> GIVEN TEXT
----------------

Curse Of The Pharaohs: 12 People Die After Opening Sarcophagus In Ancient Egypt According To Documentary

Golden sarcophagus of the Pharoah Tutankhamun, c1325 BC. (Photo by Ann Ronan Pictures/Print Collector/Getty Images)

Getty Image / Print Collector / Contributor


Don’t mess with dead people. Especially dead pharaohs laden with booby traps and curses. But the prospect of being cursed by an Ancient Egypt pharaoh didn’t stop archaeologists from invading the sacred tombs of pharaohs in search of riches and treasure, but are given a death sentence instead.

King Tutankhamun’s tomb was discovered in 1922 by Howard Carter and his team of archaeologists. In the documentary Top 10 Secrets and Mysteries on Netflix, the show spotlights how many people died after the sarcophagus was opened. “Most of the deaths can be explained medically, however, of the 12 people present during the opening of the sarcophagus, six died mysteriously within a few months,” the documentary states.

----------------

> MATERIAL PROVIDED
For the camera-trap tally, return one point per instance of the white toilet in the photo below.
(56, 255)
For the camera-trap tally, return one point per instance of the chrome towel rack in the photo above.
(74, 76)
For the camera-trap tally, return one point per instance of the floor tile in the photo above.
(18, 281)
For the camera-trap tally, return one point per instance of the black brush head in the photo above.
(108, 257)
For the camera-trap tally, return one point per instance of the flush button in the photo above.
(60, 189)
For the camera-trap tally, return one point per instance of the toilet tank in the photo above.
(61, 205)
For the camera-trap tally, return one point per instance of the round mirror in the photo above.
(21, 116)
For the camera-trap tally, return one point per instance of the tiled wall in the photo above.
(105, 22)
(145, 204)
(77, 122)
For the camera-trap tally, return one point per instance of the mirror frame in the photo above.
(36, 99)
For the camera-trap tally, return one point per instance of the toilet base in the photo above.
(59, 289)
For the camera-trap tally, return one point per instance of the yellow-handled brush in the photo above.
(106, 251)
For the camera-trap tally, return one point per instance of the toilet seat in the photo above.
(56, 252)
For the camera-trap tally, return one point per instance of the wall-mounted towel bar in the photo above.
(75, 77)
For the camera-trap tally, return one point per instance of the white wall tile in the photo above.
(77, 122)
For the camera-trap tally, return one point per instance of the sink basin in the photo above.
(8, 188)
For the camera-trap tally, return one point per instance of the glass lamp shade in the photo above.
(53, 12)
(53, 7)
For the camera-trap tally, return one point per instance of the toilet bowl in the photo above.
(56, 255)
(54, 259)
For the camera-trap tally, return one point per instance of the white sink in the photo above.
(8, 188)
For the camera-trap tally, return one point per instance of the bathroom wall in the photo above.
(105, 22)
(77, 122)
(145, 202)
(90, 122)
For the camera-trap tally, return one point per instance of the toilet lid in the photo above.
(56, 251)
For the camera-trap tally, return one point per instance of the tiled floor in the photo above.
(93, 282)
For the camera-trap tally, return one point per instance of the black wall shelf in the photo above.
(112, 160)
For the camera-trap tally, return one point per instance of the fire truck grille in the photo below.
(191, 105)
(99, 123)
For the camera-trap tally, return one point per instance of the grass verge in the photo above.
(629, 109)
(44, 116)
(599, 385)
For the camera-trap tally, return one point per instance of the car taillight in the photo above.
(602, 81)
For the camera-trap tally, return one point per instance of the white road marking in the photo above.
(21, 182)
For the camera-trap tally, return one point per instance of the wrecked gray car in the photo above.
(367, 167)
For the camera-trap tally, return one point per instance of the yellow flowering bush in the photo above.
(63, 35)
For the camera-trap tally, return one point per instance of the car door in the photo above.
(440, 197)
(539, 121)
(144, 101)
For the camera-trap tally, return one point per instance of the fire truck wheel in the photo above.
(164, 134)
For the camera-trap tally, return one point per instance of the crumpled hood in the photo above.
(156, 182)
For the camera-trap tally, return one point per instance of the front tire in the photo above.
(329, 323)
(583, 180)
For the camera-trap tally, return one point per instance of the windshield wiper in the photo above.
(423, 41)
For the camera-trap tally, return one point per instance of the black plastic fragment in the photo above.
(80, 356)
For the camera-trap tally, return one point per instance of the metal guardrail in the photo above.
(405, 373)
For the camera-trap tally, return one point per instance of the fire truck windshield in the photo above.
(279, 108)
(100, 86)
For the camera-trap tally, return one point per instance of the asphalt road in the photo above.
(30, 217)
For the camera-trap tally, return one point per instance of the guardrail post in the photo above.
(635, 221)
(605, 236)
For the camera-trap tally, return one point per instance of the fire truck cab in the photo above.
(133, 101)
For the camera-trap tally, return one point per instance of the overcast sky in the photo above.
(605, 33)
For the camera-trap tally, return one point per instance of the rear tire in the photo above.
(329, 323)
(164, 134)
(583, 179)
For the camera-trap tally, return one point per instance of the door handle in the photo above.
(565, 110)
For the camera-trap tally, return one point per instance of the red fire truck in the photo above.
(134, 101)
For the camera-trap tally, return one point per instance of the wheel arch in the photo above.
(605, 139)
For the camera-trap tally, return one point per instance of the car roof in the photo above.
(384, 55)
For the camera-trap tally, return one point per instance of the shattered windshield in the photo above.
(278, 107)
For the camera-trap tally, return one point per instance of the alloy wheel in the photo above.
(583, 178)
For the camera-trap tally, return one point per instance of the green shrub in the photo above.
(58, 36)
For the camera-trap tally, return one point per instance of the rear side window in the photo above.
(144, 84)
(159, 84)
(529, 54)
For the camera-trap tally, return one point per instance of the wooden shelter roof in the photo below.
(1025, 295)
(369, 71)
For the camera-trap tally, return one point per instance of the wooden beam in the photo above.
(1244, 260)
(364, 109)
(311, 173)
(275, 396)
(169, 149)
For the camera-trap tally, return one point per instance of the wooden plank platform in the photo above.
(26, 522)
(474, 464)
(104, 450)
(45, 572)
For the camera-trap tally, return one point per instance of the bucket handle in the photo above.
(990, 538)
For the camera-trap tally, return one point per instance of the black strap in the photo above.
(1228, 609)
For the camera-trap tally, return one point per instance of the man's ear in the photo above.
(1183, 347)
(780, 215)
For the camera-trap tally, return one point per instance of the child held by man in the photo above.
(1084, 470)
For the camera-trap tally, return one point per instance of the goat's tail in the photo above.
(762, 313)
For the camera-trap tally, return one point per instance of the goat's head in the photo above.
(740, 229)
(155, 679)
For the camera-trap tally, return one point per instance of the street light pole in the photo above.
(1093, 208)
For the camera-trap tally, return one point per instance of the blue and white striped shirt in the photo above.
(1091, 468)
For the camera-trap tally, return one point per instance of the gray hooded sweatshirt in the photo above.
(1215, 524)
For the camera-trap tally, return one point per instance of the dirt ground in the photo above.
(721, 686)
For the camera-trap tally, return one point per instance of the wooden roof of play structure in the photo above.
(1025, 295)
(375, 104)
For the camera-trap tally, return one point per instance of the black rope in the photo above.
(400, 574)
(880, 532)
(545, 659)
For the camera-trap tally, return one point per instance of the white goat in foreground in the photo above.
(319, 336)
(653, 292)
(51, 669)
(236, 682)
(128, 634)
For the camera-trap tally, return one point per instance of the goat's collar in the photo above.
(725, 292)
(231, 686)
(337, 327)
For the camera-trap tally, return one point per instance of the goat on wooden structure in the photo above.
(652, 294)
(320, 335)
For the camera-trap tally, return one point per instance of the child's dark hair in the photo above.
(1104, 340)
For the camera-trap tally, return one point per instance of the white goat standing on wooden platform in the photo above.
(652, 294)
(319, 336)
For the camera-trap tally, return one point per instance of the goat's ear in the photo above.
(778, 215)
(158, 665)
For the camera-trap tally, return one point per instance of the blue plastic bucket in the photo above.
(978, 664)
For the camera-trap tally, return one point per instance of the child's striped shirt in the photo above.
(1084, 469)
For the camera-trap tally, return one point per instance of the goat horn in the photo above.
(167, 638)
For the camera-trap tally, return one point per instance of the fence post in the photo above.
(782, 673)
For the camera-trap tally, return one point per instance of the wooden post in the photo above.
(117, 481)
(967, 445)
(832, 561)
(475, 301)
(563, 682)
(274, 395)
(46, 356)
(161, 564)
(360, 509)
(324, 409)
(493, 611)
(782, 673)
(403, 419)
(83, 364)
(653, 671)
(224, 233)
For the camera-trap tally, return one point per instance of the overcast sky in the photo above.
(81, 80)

----------------

> WORK INSTRUCTION
Answer these questions from the article on the pharaohs' curse:
1. What date does the photo caption give for Tutankhamun's golden sarcophagus?
2. In what year was King Tutankhamun's tomb discovered?
3. According to the documentary, how many of the 12 people present at the sarcophagus opening died mysteriously within a few months?

> ANSWER TO THIS TASK
1. c1325 BC
2. 1922
3. Six